* AIM OF THE TASK: Copy the data from the line containing "trace the outline of every instance of the shallow" up to and including the line containing "222 108 L 0", keeping every line. Raise each coordinate in the path outlines by 57.
—————
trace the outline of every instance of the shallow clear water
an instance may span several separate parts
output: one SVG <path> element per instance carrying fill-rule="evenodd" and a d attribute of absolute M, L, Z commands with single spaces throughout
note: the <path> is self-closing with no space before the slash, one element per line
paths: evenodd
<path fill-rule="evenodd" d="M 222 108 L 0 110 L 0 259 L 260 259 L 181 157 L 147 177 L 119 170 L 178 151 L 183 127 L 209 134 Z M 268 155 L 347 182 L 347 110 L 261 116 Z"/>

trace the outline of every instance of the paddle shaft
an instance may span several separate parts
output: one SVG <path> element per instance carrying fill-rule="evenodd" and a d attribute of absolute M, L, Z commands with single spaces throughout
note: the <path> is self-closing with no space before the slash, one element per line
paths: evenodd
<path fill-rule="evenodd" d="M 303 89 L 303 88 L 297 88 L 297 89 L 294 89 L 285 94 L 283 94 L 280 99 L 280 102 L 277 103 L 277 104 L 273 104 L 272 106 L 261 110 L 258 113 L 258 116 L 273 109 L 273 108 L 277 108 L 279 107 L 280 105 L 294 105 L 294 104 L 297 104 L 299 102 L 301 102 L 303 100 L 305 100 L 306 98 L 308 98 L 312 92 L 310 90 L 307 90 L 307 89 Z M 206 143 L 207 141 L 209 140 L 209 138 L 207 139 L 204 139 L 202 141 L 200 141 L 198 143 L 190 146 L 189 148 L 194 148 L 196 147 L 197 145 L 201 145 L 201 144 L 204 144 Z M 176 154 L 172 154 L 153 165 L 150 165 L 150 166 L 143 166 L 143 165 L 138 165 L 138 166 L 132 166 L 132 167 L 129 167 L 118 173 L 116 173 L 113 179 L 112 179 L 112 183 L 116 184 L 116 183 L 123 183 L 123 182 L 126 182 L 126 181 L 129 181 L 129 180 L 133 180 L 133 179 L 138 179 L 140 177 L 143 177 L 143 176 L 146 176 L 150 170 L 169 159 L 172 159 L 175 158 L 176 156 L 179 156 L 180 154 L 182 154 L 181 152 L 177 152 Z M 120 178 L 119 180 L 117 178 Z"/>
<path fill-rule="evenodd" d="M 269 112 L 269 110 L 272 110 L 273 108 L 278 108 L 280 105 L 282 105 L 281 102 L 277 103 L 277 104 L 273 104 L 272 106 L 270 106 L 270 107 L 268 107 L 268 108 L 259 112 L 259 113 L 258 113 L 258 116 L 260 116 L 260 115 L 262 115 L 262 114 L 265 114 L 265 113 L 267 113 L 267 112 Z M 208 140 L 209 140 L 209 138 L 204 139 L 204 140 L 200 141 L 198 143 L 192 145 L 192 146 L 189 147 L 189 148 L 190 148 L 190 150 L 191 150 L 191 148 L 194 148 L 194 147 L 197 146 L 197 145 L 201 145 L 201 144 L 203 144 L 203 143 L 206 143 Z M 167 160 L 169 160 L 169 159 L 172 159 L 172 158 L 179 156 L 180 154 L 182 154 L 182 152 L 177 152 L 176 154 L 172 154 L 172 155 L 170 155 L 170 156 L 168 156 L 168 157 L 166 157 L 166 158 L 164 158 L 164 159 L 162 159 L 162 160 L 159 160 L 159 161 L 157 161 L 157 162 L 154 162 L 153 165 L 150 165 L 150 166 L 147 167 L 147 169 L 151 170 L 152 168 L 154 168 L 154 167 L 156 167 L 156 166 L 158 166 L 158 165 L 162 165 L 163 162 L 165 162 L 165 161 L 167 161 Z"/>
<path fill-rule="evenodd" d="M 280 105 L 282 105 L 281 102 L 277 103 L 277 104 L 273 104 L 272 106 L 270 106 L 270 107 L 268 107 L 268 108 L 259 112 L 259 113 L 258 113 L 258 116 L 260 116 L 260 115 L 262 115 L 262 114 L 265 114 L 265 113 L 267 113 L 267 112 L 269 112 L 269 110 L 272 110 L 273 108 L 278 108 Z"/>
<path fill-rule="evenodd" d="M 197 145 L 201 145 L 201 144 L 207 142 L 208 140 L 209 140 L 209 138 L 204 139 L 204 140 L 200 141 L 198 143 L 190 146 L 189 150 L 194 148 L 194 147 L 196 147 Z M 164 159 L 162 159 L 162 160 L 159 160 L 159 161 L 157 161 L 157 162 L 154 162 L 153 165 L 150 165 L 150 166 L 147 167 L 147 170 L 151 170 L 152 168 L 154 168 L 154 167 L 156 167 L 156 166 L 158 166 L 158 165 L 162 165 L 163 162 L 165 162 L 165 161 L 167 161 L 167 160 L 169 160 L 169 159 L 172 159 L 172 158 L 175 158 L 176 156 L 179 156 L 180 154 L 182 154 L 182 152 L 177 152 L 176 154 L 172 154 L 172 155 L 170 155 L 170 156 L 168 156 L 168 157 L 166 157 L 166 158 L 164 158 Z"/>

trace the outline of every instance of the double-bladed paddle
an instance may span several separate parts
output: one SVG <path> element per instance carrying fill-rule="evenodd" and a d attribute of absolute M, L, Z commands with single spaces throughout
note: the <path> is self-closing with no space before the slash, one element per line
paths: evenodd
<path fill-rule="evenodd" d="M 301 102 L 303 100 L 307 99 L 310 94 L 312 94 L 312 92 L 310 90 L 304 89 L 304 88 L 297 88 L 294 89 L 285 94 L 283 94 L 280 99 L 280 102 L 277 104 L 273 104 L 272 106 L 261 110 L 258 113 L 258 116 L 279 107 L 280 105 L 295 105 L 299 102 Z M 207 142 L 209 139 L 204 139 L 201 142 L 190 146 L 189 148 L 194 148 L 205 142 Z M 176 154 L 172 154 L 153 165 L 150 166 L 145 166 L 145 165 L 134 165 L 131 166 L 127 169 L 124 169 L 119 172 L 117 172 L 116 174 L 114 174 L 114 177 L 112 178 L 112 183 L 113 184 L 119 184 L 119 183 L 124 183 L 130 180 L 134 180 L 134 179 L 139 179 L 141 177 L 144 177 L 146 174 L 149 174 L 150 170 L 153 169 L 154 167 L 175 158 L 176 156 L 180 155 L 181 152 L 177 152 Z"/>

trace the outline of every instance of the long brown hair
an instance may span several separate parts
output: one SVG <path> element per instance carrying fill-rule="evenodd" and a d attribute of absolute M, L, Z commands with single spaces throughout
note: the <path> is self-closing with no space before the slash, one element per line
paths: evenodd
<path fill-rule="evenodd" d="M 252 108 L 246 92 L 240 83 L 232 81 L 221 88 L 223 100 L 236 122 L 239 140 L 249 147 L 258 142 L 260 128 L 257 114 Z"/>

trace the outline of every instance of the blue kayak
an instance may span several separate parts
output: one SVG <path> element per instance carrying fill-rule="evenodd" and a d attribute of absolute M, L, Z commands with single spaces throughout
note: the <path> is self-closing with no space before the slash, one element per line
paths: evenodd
—————
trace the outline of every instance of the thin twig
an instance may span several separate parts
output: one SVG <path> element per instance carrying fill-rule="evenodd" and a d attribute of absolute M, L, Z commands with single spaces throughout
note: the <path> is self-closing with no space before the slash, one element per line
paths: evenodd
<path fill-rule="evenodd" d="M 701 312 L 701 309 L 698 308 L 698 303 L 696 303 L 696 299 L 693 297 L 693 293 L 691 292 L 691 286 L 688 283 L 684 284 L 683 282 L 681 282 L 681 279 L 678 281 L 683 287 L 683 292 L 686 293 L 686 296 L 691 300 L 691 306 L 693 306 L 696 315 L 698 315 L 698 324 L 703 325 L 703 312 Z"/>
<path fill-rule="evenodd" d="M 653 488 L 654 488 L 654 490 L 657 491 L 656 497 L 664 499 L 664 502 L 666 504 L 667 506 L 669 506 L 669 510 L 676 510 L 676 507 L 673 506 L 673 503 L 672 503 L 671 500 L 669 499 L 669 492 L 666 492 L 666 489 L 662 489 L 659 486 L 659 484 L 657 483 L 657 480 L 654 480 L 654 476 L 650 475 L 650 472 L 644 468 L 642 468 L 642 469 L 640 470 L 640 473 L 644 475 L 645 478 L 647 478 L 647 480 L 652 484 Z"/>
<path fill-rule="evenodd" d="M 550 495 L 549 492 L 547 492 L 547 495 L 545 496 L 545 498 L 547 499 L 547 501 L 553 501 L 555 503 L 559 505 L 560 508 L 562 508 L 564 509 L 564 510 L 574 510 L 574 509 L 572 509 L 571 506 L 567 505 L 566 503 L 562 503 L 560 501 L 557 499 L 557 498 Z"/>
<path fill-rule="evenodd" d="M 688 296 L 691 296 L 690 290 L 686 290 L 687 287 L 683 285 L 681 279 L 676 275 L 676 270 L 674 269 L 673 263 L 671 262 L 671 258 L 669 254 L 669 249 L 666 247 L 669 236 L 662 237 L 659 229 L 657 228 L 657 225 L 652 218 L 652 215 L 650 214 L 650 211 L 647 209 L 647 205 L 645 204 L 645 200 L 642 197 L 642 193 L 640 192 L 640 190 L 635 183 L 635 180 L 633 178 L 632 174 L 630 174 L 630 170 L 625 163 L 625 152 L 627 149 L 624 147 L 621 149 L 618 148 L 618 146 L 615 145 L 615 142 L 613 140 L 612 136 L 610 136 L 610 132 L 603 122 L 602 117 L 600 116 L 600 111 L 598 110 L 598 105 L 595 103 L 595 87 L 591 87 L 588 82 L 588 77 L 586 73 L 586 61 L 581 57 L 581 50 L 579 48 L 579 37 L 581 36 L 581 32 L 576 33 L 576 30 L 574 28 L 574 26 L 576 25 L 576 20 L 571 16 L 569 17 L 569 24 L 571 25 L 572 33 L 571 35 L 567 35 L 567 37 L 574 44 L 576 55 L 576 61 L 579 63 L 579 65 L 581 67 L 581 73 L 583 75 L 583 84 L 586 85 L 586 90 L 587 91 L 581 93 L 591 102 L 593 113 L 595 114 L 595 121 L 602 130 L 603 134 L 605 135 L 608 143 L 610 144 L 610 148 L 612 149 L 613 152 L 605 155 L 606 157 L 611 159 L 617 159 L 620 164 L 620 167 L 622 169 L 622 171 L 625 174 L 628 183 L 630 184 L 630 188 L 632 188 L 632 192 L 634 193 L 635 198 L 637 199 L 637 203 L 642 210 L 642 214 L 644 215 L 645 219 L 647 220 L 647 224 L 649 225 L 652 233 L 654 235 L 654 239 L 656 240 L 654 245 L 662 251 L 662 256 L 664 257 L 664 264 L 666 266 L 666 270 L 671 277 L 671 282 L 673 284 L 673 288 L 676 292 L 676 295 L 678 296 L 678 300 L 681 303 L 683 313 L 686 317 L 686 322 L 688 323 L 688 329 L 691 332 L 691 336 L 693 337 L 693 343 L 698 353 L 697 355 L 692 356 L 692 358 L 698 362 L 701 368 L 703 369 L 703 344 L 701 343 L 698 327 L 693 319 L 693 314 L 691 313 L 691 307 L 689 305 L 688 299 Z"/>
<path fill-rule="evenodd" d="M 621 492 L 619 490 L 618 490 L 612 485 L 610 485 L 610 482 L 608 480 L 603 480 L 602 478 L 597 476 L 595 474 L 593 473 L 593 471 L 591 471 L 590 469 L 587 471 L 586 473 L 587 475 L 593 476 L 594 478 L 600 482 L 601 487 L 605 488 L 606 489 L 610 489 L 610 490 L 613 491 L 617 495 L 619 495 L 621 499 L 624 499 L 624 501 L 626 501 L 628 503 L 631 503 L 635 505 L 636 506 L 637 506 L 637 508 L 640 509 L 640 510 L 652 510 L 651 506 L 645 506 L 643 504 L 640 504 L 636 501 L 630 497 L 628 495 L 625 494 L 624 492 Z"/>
—————
* FINAL ANSWER:
trace the outline of every instance of the shallow clear water
an instance may span several separate parts
output: one SVG <path> element per instance carrying fill-rule="evenodd" and a d attribute of absolute M, L, Z commands with single spaces throughout
note: the <path> is self-closing with no space before the slash, one element per line
paths: evenodd
<path fill-rule="evenodd" d="M 279 165 L 57 167 L 57 316 L 317 316 L 238 214 L 204 234 L 176 227 L 235 208 L 240 184 L 266 191 Z M 325 212 L 404 239 L 404 167 L 318 173 Z"/>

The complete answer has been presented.